Rewrite the lines of the listing that begin with the line containing "the grass verge?" and continue through the line containing "623L159 557L0 538L0", replacing "grass verge" with "roadside lawn" and leaving everything else unchanged. Give only those lines.
---*---
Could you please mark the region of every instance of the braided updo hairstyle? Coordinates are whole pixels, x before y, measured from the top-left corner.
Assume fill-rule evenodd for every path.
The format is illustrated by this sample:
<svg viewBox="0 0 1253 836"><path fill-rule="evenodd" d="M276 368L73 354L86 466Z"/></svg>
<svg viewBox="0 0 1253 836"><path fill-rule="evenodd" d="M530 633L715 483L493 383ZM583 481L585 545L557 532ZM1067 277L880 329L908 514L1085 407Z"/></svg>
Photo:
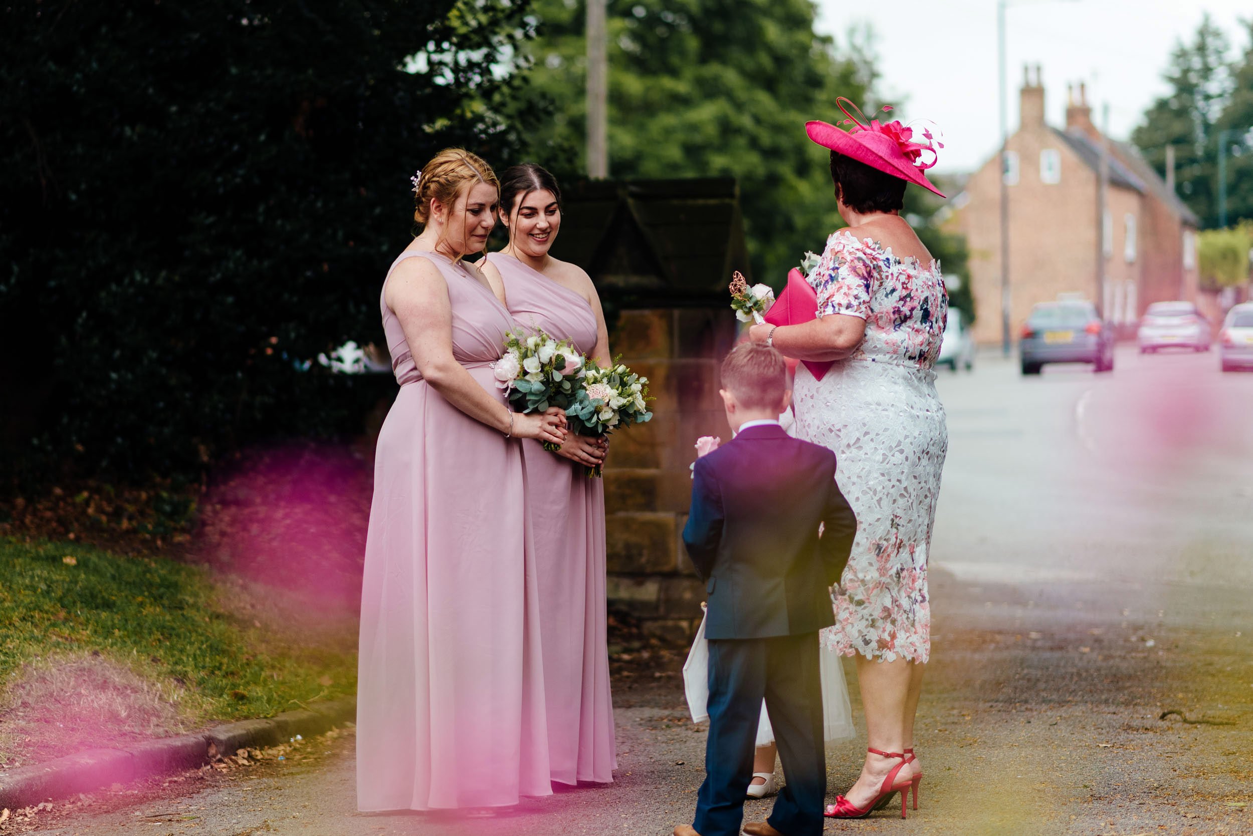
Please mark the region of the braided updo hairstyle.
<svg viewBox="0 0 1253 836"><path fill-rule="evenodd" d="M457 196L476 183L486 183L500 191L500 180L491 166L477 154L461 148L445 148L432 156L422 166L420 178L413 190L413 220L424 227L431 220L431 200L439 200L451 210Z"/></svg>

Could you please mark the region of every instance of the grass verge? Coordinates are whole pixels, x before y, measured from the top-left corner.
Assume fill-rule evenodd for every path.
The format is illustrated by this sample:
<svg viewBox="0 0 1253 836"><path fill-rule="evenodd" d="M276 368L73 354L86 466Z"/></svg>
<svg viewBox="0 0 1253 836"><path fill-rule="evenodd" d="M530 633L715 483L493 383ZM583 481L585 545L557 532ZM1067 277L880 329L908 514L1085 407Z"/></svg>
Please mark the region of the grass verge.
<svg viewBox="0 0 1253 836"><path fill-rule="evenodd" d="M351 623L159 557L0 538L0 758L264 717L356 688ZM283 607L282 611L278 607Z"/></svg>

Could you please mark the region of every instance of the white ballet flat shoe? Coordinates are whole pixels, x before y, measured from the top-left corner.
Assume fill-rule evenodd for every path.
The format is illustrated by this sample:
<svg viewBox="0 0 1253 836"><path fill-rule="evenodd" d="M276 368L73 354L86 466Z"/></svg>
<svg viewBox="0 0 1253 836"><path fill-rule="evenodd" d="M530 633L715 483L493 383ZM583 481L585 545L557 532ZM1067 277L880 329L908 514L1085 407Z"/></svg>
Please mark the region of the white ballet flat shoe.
---*---
THE RESULT:
Could you please mark the region of every instance of the roadside lawn? Coordinates are whole pixels, x before y, measured from the top-left corner.
Assume fill-rule evenodd for every path.
The format is illustrated by this sample:
<svg viewBox="0 0 1253 836"><path fill-rule="evenodd" d="M276 368L73 354L86 466Z"/></svg>
<svg viewBox="0 0 1253 836"><path fill-rule="evenodd" d="M530 633L715 483L493 383ZM583 481L585 545L557 532ZM1067 277L880 329L908 514L1085 407Z"/></svg>
Please mark the region of the roadside lawn.
<svg viewBox="0 0 1253 836"><path fill-rule="evenodd" d="M351 623L159 557L0 538L0 758L264 717L356 688ZM283 607L282 611L278 607Z"/></svg>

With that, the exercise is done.